Data listing →
━━━

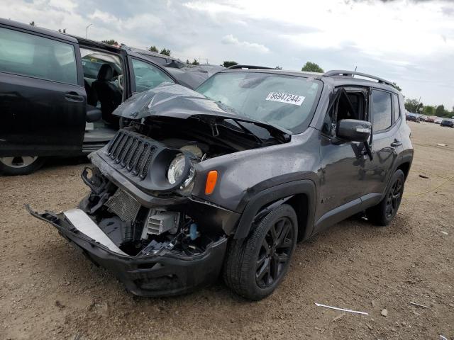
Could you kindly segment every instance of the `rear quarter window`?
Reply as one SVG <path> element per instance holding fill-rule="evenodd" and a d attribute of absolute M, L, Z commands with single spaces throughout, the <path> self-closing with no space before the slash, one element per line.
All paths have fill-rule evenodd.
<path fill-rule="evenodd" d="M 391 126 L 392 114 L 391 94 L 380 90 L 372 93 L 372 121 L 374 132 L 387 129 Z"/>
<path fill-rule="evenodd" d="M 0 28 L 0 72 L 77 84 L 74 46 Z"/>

━━━

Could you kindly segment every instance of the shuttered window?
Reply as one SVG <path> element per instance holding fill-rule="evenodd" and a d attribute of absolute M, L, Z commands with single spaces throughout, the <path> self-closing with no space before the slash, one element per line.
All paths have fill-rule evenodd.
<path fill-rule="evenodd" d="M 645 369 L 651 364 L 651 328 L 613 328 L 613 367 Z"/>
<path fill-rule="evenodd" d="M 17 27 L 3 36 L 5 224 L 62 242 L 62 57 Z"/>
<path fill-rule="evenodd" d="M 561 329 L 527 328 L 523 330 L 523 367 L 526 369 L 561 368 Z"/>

━━━

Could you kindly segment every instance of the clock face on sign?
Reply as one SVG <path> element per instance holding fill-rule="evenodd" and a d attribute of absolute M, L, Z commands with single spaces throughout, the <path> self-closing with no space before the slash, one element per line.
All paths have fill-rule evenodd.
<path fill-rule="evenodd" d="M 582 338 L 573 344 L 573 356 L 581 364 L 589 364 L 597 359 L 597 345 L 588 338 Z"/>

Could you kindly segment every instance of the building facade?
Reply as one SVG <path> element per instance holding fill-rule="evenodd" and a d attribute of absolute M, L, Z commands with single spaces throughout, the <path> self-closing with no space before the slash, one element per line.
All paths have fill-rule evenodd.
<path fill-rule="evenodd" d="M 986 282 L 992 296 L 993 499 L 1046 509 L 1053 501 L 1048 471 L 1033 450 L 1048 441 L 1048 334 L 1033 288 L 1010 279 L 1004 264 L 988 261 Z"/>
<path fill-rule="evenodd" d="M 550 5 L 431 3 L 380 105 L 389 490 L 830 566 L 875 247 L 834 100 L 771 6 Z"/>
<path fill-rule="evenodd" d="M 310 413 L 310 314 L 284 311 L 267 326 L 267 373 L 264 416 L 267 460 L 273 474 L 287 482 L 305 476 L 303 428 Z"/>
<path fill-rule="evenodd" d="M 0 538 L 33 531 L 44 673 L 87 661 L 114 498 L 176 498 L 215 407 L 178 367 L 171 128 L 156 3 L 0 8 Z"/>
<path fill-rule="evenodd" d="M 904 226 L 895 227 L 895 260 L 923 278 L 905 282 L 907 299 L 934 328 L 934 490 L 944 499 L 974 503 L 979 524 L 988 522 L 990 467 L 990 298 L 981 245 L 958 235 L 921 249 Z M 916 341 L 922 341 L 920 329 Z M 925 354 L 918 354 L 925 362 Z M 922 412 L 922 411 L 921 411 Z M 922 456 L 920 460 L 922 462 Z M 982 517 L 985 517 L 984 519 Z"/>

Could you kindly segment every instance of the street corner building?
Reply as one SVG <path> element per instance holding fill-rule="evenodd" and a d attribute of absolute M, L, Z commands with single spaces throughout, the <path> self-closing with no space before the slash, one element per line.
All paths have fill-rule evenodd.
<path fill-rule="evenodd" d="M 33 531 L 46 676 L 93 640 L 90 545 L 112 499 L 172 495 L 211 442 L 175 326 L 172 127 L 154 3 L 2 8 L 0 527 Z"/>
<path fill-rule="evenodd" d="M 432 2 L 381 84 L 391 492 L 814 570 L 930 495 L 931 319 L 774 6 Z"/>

━━━

What you are asked to do → Please copy everything from the line containing "Could you kindly segment every instance of the building" down to the line containing "310 413 L 310", both included, reproducing those lines precisely.

The solution →
Could you kindly segment every instance of the building facade?
Reply as one SVG <path> element per instance holding fill-rule="evenodd" and a d attribute of absolute M, L, Z commands with single spaces throughout, the <path> self-closing with no space before the slash, one element per line.
All paths have fill-rule evenodd.
<path fill-rule="evenodd" d="M 986 282 L 992 296 L 993 499 L 1046 509 L 1053 501 L 1048 471 L 1033 450 L 1048 441 L 1048 334 L 1033 288 L 1010 279 L 1004 264 L 988 261 Z"/>
<path fill-rule="evenodd" d="M 550 5 L 431 3 L 380 105 L 389 490 L 830 566 L 875 247 L 834 100 L 771 6 Z"/>
<path fill-rule="evenodd" d="M 310 413 L 310 314 L 284 311 L 267 326 L 267 373 L 264 416 L 267 460 L 273 474 L 287 482 L 305 476 L 303 428 Z"/>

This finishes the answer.